- [REQUEST] Rescale the stretch from the line containing "Locate every instance of the stair" through the end of the items. Rewrite every line in it, wording lines included, and multiply each pin coordinate by 1.1, rounding to a whole number with halves going up.

- [INFORMATION GIVEN]
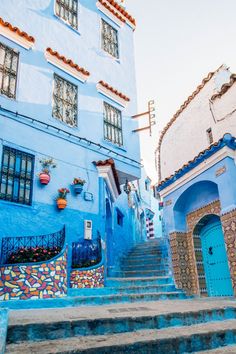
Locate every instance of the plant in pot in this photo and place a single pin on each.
(61, 198)
(47, 165)
(78, 184)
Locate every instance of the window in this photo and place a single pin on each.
(67, 10)
(16, 181)
(110, 39)
(112, 124)
(65, 101)
(209, 135)
(120, 217)
(8, 70)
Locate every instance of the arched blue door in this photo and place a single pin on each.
(215, 260)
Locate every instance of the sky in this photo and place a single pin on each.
(177, 42)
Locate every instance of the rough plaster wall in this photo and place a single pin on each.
(187, 135)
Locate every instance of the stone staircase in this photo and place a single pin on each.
(130, 320)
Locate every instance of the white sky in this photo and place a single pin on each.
(177, 42)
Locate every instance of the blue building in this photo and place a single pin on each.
(198, 188)
(67, 94)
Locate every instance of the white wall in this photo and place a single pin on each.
(187, 135)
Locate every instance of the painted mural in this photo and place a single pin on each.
(39, 281)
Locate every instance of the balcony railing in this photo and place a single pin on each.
(11, 246)
(86, 253)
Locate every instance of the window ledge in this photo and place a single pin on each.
(67, 24)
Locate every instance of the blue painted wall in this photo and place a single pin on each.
(34, 99)
(200, 191)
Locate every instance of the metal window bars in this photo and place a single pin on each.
(9, 59)
(110, 39)
(86, 253)
(16, 178)
(11, 245)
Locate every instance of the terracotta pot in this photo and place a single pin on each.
(61, 203)
(44, 178)
(78, 188)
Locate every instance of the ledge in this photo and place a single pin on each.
(66, 65)
(16, 35)
(112, 93)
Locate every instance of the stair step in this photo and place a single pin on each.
(138, 273)
(116, 281)
(183, 339)
(134, 289)
(229, 349)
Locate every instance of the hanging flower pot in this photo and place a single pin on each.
(44, 178)
(47, 165)
(78, 185)
(61, 203)
(61, 199)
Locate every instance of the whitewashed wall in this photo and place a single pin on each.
(187, 136)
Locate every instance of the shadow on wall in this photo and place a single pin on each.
(194, 197)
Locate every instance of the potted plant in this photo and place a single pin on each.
(61, 199)
(44, 175)
(78, 184)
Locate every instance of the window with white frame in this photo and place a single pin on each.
(9, 59)
(110, 39)
(67, 10)
(65, 101)
(112, 124)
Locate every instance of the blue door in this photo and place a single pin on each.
(215, 260)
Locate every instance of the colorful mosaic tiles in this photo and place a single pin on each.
(90, 278)
(229, 227)
(38, 281)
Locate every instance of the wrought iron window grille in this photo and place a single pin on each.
(86, 253)
(67, 10)
(112, 124)
(65, 101)
(9, 59)
(16, 178)
(11, 245)
(110, 39)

- [ANSWER TO THE PROBLEM]
Locate every instance of the stair step in this photo and place a single pin on each.
(152, 300)
(128, 309)
(201, 373)
(147, 318)
(252, 384)
Locate every instance of the hanging flower pot in this photo and place a single pin on each.
(48, 196)
(52, 182)
(86, 204)
(67, 223)
(67, 219)
Locate every instance of the whitewashed wall in this photo and place a single pin on each.
(206, 150)
Locate every instance of the shadow on wall in this photo and place a single pin on each.
(213, 217)
Locate every instance of the potted plant in this photo and place a single pin on each.
(67, 219)
(48, 193)
(86, 202)
Locate every instance of the window with white frame in this photo and place a single pin on each.
(10, 65)
(121, 43)
(74, 11)
(72, 111)
(123, 136)
Locate every instance of the blue door in this photo and place a single pin on each.
(237, 286)
Locate every instance of the colorful mosaic tiles in this photo and place a single pin on each.
(99, 306)
(252, 250)
(42, 309)
Locate every instance of the wrought iron window grille in this photo and place a single pin on each.
(95, 278)
(74, 11)
(123, 136)
(72, 111)
(10, 65)
(18, 196)
(12, 270)
(121, 43)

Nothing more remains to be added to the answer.